These Fresh Strawberry Cupcakes are moist, fluffy, and bursting with natural strawberry flavor. Both the cupcakes and their creamy strawberry cream cheese frosting are infused with real strawberries, making each bite delightfully fruity and sweet. Perfect for parties, gatherings, or a delightful treat at home.


Ingredients

Units Scale

For the Cupcakes:

  • 10 ounces (2 cups) frozen whole strawberries
  • 1/4 cup whole milk
  • 6 large egg whites
  • 2 teaspoons vanilla extract
  • 2 1/4 cups (9 ounces) cake flour
  • 1 3/4 cups (12 1/4 ounces) granulated sugar
  • 1 1/2 teaspoons baking powder
  • 3/4 teaspoon salt
  • 12 tablespoons (1 1/2 sticks) unsalted butter, softened and cut into pieces

For the Frosting:

  • 10 tablespoons unsalted butter, softened
  • 2 cups confectioners’ sugar
  • 8 ounces cream cheese, cut into pieces and softened
  • Reserved strawberry solids (from the cupcakes preparation)

_EXERCISE A:_
Using the strawberry cupcake recipe, decide whether each statement agrees with it. Answer yes or no for each, and quote the words that settle it: (i) The cupcakes call for 6 large egg whites. (ii) The frosting calls for 3 cups of confectioners' sugar. (iii) The cupcakes are made with salted butter.
_EXERCISE B:_
Pick up the strawberry cupcake recipe after its final line and carry it forward.
None of the entries are needed for the tasks.

_SUPPLIED RECORDS:_
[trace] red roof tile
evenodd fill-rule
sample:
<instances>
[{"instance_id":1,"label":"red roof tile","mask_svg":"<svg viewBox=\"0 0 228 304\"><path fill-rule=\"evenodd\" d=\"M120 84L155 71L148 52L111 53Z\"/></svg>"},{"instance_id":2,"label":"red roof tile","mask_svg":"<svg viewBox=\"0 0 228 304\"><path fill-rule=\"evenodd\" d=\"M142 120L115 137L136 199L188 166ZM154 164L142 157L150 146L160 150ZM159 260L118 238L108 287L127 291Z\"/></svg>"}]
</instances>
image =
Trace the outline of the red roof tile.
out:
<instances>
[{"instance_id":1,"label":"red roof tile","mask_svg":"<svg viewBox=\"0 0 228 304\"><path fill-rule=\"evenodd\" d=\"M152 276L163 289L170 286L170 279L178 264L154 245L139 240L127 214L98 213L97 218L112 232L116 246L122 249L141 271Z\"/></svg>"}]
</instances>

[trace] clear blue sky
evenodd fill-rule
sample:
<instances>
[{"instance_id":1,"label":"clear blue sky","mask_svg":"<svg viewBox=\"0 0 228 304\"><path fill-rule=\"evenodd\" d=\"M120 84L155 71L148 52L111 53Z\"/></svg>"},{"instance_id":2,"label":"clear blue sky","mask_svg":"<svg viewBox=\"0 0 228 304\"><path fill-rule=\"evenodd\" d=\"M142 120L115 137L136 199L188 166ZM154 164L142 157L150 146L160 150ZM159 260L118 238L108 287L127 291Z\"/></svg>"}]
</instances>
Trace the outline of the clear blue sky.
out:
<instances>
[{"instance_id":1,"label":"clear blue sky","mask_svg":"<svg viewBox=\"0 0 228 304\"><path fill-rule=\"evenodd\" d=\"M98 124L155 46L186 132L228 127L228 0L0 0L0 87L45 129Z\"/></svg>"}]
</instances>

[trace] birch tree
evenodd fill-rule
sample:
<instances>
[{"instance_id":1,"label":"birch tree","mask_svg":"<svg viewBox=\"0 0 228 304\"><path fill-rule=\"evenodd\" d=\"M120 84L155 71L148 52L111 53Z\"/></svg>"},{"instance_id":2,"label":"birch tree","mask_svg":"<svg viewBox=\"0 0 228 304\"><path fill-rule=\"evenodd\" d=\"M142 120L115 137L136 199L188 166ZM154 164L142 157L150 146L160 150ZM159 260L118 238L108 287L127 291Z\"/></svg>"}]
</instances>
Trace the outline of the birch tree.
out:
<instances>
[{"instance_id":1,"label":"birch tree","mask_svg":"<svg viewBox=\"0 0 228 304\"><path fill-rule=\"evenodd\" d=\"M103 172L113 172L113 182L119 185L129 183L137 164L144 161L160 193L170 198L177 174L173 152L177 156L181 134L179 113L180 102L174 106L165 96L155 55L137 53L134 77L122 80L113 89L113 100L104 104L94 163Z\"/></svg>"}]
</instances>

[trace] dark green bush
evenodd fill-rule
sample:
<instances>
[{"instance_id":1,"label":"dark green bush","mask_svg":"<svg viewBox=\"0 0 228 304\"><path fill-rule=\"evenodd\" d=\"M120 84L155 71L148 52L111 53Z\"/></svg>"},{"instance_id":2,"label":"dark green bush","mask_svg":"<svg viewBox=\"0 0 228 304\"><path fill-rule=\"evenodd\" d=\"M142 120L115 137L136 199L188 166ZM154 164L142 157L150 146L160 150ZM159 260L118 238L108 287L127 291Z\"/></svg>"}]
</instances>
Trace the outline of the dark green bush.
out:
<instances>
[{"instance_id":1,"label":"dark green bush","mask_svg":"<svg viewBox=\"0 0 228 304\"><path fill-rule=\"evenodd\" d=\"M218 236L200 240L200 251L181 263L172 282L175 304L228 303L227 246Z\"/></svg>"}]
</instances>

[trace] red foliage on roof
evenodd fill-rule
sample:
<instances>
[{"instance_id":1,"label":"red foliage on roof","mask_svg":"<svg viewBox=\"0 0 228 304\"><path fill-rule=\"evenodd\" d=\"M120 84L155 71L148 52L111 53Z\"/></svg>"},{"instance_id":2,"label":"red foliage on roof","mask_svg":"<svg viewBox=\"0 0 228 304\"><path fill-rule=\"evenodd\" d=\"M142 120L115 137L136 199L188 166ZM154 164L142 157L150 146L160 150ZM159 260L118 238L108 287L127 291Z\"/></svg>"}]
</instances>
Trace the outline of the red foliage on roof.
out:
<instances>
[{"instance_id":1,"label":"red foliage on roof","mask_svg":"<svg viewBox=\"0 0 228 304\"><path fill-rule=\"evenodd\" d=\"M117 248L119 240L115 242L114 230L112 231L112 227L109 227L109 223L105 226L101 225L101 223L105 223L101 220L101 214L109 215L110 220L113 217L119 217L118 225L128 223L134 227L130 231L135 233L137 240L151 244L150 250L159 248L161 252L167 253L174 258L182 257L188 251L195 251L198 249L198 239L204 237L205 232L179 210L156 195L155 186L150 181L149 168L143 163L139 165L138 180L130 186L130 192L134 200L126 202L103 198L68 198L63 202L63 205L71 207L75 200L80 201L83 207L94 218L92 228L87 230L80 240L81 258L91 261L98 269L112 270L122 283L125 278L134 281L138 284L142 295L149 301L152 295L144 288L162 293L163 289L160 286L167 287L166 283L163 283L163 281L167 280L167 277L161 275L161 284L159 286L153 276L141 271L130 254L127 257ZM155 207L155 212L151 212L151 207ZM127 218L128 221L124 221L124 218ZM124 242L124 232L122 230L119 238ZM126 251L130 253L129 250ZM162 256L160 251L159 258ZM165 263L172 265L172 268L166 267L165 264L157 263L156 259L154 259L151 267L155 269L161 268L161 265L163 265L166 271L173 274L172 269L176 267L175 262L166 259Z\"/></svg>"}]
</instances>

_WRITTEN RESPONSE A:_
(i) Yes: "6 large egg whites"
(ii) No: "2 cups confectioners’ sugar"
(iii) No: "12 tablespoons (1 1/2 sticks) unsalted butter, softened and cut into pieces"

_WRITTEN RESPONSE B:_
  • Pinch of salt

Instructions

  1. Prepare the Strawberries: Transfer frozen strawberries to a large bowl, cover, and microwave until soft and juicy, about 5 minutes. Place strawberries in a fine-mesh strainer set over a small saucepan and firmly press to extract juice. You should get at least 3/4 cup of juice; reserve solids for the frosting.
  2. Reduce Strawberry Juice: Bring the strawberry juice to a boil over medium-high heat. Cook, stirring occasionally, until syrupy and reduced to 1/4 cup, about 6–8 minutes. Whisk milk into juice until well combined. Set aside.
  3. Prepare Wet Ingredients: In a bowl, whisk together the strawberry milk mixture, egg whites, and vanilla extract until combined.
  4. Mix Dry Ingredients: In the bowl of a stand mixer fitted with the paddle attachment, mix cake flour, granulated sugar, baking powder, and salt on low speed until combined.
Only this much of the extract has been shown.